◆ ACTIVITY
Only lines containing the string "below" belong in the answer; find them in the records and copy them.

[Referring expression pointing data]
----------------
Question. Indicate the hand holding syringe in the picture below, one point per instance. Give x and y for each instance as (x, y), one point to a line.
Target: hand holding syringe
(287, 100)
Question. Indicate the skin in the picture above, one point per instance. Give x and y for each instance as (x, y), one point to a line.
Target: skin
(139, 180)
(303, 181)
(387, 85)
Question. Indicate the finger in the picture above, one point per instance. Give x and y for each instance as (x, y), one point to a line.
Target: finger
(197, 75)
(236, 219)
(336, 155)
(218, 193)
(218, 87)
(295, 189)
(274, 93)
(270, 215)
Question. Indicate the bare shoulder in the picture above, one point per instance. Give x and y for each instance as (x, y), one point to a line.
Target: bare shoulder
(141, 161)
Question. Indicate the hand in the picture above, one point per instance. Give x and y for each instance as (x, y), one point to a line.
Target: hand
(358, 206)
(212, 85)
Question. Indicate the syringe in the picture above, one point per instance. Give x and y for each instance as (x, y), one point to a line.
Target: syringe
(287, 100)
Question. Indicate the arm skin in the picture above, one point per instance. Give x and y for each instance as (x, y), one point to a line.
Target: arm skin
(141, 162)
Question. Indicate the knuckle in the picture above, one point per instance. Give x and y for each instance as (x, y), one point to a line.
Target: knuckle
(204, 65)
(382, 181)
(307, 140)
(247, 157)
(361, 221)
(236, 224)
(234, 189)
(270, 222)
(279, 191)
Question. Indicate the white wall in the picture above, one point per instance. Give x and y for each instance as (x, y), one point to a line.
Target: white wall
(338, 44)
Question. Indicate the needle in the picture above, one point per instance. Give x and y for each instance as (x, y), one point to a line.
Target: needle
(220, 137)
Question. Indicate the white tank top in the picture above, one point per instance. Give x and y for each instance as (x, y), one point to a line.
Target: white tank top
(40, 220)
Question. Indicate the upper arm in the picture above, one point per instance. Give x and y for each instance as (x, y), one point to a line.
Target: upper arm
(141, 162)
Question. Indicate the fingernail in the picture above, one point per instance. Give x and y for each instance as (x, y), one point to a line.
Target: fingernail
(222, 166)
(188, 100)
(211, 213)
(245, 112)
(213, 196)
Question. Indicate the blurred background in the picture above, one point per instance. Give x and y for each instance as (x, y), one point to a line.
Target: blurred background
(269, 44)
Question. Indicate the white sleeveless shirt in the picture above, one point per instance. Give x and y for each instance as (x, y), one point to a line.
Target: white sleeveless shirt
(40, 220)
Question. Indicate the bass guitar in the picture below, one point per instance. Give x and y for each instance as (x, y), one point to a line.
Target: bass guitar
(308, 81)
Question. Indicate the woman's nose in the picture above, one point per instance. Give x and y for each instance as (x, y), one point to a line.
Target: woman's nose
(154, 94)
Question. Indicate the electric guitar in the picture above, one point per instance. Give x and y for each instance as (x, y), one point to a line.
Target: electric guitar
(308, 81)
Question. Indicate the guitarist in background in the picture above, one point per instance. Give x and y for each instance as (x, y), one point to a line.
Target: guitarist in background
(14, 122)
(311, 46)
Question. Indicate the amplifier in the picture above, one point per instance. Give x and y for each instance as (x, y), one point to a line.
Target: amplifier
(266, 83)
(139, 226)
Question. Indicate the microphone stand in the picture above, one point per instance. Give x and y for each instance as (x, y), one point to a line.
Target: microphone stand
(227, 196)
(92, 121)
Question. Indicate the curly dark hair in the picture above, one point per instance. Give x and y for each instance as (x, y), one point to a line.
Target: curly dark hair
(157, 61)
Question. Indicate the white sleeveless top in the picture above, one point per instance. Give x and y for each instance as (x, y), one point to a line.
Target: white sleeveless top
----------------
◆ RESULT
Question. Indicate the hand holding syringe in the picture below, one point per instance. Give x and y for each instance as (x, y), one point to a line.
Question. Indicate the bass guitar in the picture below, one point per instance. Give x and y for each instance as (x, y), one point to a line.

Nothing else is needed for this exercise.